** Start of ROWS **

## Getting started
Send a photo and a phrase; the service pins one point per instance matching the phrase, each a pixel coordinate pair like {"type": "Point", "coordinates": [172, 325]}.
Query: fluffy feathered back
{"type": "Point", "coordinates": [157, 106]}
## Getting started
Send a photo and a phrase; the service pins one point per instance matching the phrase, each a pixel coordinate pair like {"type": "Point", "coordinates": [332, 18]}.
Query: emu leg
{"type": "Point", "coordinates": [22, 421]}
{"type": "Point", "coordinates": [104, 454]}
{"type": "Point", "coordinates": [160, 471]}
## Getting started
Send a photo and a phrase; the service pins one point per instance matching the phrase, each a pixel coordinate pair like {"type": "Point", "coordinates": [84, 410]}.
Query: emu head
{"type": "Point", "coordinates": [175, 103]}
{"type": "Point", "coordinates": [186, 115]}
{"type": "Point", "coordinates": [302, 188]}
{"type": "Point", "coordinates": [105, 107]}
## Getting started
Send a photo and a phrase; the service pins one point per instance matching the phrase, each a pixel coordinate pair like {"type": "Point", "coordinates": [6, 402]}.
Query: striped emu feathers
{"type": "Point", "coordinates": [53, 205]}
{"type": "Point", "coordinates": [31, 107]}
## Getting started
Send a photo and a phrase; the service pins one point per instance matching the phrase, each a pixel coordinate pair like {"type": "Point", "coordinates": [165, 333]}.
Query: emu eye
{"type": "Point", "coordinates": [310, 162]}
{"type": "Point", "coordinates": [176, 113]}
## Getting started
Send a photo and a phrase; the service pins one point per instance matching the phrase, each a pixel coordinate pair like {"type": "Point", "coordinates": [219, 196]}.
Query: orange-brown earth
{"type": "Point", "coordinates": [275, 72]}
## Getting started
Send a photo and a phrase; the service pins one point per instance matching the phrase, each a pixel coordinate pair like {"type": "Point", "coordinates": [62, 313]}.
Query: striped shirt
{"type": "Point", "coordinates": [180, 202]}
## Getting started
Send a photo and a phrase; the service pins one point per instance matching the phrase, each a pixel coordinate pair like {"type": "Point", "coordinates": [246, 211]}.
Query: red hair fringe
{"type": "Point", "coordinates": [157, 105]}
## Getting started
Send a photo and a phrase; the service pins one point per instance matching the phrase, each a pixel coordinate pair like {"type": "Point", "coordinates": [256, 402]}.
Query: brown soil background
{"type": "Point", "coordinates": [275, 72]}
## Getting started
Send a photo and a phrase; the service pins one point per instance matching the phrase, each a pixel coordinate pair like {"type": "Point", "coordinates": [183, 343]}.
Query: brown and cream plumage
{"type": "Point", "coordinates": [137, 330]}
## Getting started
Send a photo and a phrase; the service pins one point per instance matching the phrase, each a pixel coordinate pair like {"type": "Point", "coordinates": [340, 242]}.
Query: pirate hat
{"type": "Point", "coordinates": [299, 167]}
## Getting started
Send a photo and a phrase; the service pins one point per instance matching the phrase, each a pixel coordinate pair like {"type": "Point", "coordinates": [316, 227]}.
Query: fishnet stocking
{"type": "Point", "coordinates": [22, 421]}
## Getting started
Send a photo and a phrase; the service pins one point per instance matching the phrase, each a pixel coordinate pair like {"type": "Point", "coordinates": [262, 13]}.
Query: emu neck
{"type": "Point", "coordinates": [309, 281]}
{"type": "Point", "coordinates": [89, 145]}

** End of ROWS **

Each entry above is to be printed again exactly.

## Getting started
Send a photo and a phrase; the service pins one point per instance matching the phrase, each a pixel coordinate pair like {"type": "Point", "coordinates": [172, 325]}.
Query: fluffy feathered back
{"type": "Point", "coordinates": [157, 106]}
## Getting started
Send a photo and a phrase; the service pins one point per instance matching the phrase, each a pixel coordinate pair like {"type": "Point", "coordinates": [332, 18]}.
Query: emu leg
{"type": "Point", "coordinates": [22, 421]}
{"type": "Point", "coordinates": [104, 454]}
{"type": "Point", "coordinates": [160, 471]}
## Getting started
Send a photo and a phrase; the service pins one point per instance matching the phrase, each a pixel coordinate pair like {"type": "Point", "coordinates": [84, 410]}.
Query: emu head
{"type": "Point", "coordinates": [175, 103]}
{"type": "Point", "coordinates": [186, 115]}
{"type": "Point", "coordinates": [302, 188]}
{"type": "Point", "coordinates": [105, 107]}
## Getting started
Send a photo and a phrase; the service pins one point per instance matching the phrase, each a pixel coordinate pair like {"type": "Point", "coordinates": [6, 402]}.
Query: striped emu feathers
{"type": "Point", "coordinates": [53, 205]}
{"type": "Point", "coordinates": [31, 107]}
## Getting started
Send a photo and a phrase; the service pins one point per instance matching the phrase, each a pixel coordinate pair like {"type": "Point", "coordinates": [165, 333]}.
Query: emu eye
{"type": "Point", "coordinates": [310, 162]}
{"type": "Point", "coordinates": [176, 113]}
## Getting started
Send a photo and a phrase; the service pins one point per instance matching the phrase, each a pixel coordinate pair like {"type": "Point", "coordinates": [219, 196]}.
Query: orange-brown earth
{"type": "Point", "coordinates": [275, 72]}
## Getting started
Send a photo and a phrase; the service pins one point per instance matching the phrase, each a pixel coordinate pair like {"type": "Point", "coordinates": [62, 313]}.
Query: striped shirt
{"type": "Point", "coordinates": [180, 202]}
## Getting started
Send a photo and a phrase; the service pins one point per instance matching the phrase, each a pixel coordinate pair like {"type": "Point", "coordinates": [246, 211]}.
Query: red hair fringe
{"type": "Point", "coordinates": [157, 105]}
## Getting started
Send a photo and a phrase; the service pins one point per instance matching the phrase, each a pixel coordinate pair like {"type": "Point", "coordinates": [256, 402]}.
Query: brown soil background
{"type": "Point", "coordinates": [275, 72]}
## Getting started
Send a photo and a phrase; the service pins one point per instance matching the phrase, each a pixel coordinate pair like {"type": "Point", "coordinates": [183, 343]}.
Query: brown and cream plumage
{"type": "Point", "coordinates": [137, 330]}
## Getting started
Send a photo and a phrase; the service pins one point per instance matching the phrase, each a pixel coordinate pair like {"type": "Point", "coordinates": [340, 242]}.
Query: pirate hat
{"type": "Point", "coordinates": [299, 167]}
## Getting started
Send a photo and a phrase; the service pins one point per instance matching the phrase, each a pixel coordinate pair like {"type": "Point", "coordinates": [316, 227]}.
Query: fishnet stocking
{"type": "Point", "coordinates": [22, 421]}
## Getting started
Send a photo and a phrase; the service pins one point per instance matching the phrase, each a pixel coordinate pair like {"type": "Point", "coordinates": [262, 13]}.
Query: emu neck
{"type": "Point", "coordinates": [309, 281]}
{"type": "Point", "coordinates": [89, 145]}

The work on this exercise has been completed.